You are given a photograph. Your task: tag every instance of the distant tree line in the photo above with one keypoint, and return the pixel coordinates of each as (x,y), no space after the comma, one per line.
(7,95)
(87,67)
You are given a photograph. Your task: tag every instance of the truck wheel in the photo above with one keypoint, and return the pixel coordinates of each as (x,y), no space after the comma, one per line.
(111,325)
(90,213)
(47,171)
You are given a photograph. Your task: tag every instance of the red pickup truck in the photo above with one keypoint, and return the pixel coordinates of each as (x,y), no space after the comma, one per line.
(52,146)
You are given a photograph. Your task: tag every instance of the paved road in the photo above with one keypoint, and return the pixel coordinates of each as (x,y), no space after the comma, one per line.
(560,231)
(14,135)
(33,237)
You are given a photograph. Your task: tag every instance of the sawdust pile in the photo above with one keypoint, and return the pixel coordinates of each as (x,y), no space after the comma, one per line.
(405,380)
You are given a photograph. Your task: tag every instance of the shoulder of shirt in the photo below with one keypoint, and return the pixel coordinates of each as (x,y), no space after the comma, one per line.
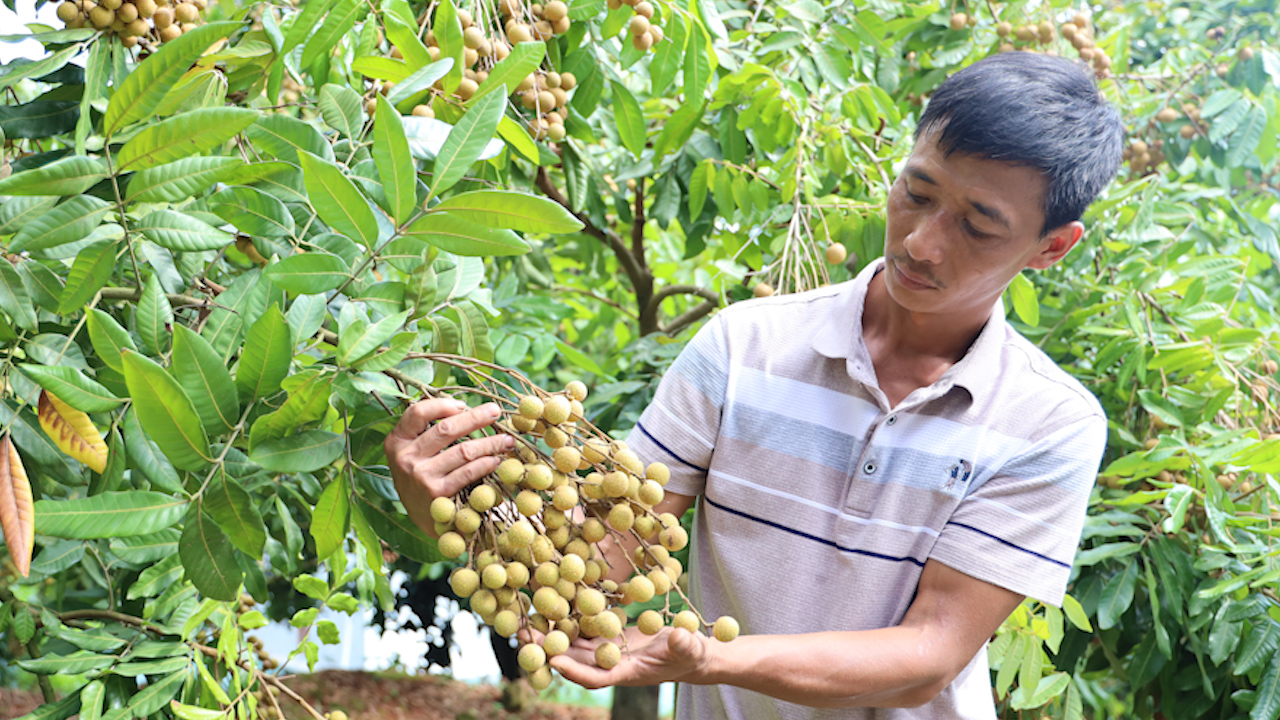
(1050,374)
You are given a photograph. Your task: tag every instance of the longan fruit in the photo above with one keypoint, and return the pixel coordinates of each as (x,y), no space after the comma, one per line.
(483,497)
(686,620)
(531,657)
(68,12)
(452,546)
(608,656)
(557,409)
(465,582)
(530,406)
(725,629)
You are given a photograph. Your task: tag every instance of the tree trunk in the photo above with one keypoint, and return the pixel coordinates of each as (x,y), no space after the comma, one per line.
(635,703)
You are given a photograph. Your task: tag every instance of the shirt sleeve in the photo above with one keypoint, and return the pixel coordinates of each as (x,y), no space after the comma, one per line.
(1020,528)
(680,425)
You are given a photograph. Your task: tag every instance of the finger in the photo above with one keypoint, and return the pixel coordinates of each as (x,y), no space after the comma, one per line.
(470,451)
(421,414)
(455,427)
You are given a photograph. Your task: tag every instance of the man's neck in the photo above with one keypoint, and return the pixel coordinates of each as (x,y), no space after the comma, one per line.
(913,350)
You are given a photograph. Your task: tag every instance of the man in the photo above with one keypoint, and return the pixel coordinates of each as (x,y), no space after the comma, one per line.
(885,468)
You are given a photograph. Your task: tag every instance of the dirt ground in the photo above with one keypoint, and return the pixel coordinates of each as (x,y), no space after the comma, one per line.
(365,696)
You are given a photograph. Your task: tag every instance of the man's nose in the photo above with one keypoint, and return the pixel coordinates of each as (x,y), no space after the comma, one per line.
(924,242)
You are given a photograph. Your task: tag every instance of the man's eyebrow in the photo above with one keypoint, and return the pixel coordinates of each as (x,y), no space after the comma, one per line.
(992,213)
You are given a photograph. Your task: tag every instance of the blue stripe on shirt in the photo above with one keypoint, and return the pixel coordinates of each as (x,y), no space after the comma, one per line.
(667,450)
(807,536)
(1002,541)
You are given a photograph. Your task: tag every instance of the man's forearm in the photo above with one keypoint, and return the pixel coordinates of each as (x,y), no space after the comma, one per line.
(886,668)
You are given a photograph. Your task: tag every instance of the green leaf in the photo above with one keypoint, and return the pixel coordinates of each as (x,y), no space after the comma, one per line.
(266,356)
(360,338)
(400,532)
(69,222)
(178,231)
(466,140)
(394,163)
(511,210)
(342,109)
(72,386)
(73,664)
(337,200)
(146,454)
(630,119)
(287,137)
(524,59)
(90,272)
(158,693)
(302,452)
(341,19)
(205,379)
(252,212)
(165,413)
(1118,596)
(1267,705)
(234,511)
(181,136)
(14,299)
(155,317)
(309,273)
(329,519)
(108,515)
(145,550)
(69,176)
(174,182)
(138,94)
(405,37)
(415,85)
(464,237)
(209,557)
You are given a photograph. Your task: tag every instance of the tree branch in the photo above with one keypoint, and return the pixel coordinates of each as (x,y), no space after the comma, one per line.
(543,181)
(653,309)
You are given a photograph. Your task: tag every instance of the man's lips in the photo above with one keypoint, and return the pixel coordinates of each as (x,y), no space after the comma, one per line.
(912,281)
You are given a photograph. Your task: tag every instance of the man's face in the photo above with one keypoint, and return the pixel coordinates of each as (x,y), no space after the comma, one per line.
(959,228)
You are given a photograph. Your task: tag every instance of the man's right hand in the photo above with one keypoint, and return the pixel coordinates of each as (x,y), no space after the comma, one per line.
(426,460)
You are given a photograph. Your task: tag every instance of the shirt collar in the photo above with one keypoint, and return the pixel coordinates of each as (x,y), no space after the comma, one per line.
(840,336)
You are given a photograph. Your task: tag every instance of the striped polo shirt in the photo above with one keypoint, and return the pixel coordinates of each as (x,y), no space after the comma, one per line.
(819,504)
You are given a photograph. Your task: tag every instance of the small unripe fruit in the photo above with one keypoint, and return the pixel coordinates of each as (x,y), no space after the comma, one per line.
(725,629)
(607,656)
(686,620)
(483,497)
(558,408)
(465,582)
(452,546)
(649,621)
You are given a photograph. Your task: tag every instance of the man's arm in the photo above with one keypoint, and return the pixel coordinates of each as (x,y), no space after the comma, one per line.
(901,666)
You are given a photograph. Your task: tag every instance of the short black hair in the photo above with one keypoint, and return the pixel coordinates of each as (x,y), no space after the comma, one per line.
(1034,110)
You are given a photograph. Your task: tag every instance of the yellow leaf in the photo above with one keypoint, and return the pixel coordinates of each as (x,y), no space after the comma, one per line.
(72,431)
(17,511)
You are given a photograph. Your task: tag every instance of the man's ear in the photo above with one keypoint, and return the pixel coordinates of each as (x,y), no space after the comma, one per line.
(1055,245)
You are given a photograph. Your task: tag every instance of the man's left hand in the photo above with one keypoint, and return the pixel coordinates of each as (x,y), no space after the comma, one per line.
(672,655)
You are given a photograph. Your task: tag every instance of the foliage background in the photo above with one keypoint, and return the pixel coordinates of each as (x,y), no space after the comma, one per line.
(145,196)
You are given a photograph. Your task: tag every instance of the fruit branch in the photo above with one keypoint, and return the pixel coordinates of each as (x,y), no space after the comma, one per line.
(654,308)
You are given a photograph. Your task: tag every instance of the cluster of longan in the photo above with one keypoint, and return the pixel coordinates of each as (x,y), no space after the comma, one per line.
(1078,31)
(135,21)
(531,531)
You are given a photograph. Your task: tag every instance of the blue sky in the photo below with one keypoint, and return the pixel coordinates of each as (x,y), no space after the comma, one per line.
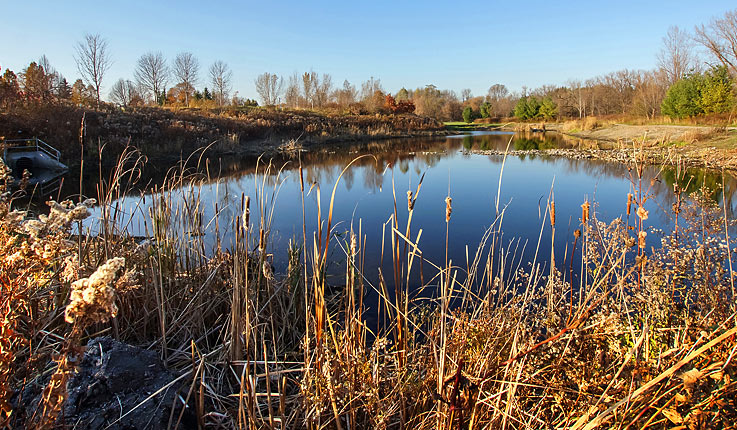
(452,45)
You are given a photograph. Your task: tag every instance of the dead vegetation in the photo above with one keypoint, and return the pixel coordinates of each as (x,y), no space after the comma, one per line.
(170,135)
(636,337)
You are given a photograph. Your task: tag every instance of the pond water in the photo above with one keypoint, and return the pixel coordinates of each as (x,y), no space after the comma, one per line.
(366,190)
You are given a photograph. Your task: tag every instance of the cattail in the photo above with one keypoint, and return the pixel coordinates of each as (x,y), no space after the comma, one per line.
(246,212)
(585,211)
(641,239)
(642,213)
(353,245)
(552,214)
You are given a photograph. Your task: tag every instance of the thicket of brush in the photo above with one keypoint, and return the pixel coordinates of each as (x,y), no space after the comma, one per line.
(171,134)
(643,337)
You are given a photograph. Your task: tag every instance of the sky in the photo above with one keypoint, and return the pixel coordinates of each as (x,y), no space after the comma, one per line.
(452,45)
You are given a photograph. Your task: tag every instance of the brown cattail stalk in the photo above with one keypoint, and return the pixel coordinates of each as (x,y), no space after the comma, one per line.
(585,207)
(448,208)
(552,214)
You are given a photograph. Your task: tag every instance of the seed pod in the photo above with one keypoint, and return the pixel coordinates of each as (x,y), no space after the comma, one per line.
(585,211)
(552,214)
(641,239)
(642,213)
(246,212)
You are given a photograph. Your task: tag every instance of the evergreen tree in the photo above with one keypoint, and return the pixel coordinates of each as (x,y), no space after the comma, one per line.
(468,114)
(63,90)
(485,109)
(683,98)
(716,91)
(548,110)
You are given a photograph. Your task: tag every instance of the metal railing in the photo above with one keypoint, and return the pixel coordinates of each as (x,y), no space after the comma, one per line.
(31,144)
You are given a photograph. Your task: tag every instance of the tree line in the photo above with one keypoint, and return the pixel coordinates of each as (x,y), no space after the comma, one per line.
(684,84)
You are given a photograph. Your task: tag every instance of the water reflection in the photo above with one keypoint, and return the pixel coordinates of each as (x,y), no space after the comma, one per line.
(365,192)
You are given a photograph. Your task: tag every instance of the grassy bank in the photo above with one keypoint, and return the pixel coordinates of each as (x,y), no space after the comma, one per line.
(642,337)
(166,136)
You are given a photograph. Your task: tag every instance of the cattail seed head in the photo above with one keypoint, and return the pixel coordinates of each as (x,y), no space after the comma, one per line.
(642,213)
(585,207)
(247,213)
(641,236)
(552,214)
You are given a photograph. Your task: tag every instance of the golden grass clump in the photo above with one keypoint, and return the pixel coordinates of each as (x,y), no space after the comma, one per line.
(93,298)
(631,338)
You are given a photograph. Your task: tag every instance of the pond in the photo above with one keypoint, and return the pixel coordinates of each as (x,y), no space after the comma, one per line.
(447,166)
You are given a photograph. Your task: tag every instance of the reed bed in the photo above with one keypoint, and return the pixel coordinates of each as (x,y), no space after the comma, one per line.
(634,337)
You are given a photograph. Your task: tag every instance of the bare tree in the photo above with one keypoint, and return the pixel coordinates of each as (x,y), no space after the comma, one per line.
(291,95)
(186,71)
(579,97)
(720,39)
(346,95)
(221,76)
(93,61)
(323,89)
(310,81)
(466,95)
(676,57)
(152,73)
(124,92)
(269,87)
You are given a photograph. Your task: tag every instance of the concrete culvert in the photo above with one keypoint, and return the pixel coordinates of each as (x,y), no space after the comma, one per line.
(21,165)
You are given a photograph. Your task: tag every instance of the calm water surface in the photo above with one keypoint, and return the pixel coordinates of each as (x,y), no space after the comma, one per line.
(365,196)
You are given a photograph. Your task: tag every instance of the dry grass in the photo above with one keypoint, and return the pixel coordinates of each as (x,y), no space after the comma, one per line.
(588,123)
(641,337)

◇ ◇ ◇ ◇

Pouvez-vous recopier toutes les lignes, depuis celle qui contient « the dry grass » jusqu'à la dernière ligne des données, bornes comprises, en décalant de 27 chaque nombre des coordonnées ?

You are given a photograph. Your task: tag every instance of the dry grass in the photo above with one keypoint, and return the pixel coordinates of each as (x,y), no space after the comma, one per line.
(615,150)
(668,364)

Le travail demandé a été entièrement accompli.